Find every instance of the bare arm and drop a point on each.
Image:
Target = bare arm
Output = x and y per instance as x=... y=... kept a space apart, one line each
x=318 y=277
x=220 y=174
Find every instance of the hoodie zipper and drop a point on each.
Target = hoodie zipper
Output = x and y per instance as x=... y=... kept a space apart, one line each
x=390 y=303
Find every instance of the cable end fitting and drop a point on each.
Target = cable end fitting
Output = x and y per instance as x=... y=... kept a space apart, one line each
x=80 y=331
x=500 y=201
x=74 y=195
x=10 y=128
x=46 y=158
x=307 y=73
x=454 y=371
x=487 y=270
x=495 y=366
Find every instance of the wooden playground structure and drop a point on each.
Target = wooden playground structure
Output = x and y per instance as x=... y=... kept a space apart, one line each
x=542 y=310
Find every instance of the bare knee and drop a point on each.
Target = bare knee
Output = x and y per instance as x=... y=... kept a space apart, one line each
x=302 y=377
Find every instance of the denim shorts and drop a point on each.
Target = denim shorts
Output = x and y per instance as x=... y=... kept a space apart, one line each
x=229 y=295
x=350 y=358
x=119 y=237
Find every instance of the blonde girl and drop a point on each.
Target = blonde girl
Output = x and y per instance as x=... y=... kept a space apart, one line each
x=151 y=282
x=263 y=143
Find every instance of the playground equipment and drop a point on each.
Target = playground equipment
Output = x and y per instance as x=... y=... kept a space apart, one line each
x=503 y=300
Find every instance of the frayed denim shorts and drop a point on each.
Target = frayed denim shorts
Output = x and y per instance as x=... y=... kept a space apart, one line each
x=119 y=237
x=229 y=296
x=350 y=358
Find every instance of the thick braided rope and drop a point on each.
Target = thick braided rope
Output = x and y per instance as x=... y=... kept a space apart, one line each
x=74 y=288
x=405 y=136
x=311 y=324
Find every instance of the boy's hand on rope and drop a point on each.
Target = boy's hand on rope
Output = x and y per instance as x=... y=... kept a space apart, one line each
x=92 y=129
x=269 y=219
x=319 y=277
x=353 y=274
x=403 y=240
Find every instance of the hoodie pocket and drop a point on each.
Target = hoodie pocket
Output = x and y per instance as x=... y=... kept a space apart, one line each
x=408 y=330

§ Aim: Can you write out all of the material above again, switching every "drop a point on each" to "mark each one with a point" and leaving everything else as it is?

§ Answer to the task:
Find every instance of the bare arm and mark each one with a point.
Image:
Target = bare arm
Output = x and y per instance as x=... y=... kept a space apart, one line each
x=318 y=277
x=220 y=174
Find every instance of the hoodie zipper and mark each one with a point.
Target = hoodie zipper
Output = x and y per instance as x=... y=... kept a space apart, one line each
x=390 y=303
Find every instance of the cable end fitting and mark each one with a point.
Target = cable end fitting
Output = x and y per instance as x=... y=... kept a space apart, one line each
x=80 y=331
x=500 y=201
x=74 y=195
x=10 y=128
x=46 y=158
x=307 y=73
x=454 y=371
x=487 y=270
x=495 y=366
Find every instance of the wooden playground structure and mark each one with a point.
Target = wooden playground structure
Output = x and y per instance as x=... y=... kept a space apart, one line each
x=542 y=310
Find every instance of the bare knee and mark each one with a point.
Target = bare knee
Output = x and y per instance as x=... y=... kept a space apart, one line each
x=302 y=377
Find every instance of the denim shorts and mark each one with a point.
Target = denim shorts
Output = x and y per instance as x=... y=... kept a space apart, one line each
x=229 y=295
x=350 y=358
x=119 y=237
Find every instance of the blonde girl and mark each one with a point.
Target = blonde girl
Output = x and y per instance as x=... y=... kept a space apart, one line each
x=151 y=282
x=263 y=143
Find every instance of the playground equipment and mark each one with a point.
Target = playground equipment
Output = x and y per instance as x=... y=... kept a space apart, one line each
x=503 y=300
Find every instance of the frayed denim shorts and mark each one with a point.
Target = frayed denim shorts
Output = x and y per instance as x=... y=... kept a space apart, one line each
x=119 y=237
x=229 y=296
x=350 y=358
Find every instance of the thick braided rope and mark each one with a point.
Target = thick braided rope
Output = x and y per instance as x=... y=... kept a space apart, one line each
x=74 y=288
x=405 y=136
x=311 y=324
Find every instance of the boy's hand on rope and mark each one with a point.
Target = boy's hand on rope
Output = x and y per instance as x=... y=... kept a space apart, one line each
x=92 y=129
x=269 y=219
x=319 y=277
x=353 y=274
x=403 y=240
Find every instance of the hoodie pocket and mark each one with a point.
Target = hoodie pocket
Output = x and y per instance as x=... y=... kept a space apart, one line each
x=408 y=330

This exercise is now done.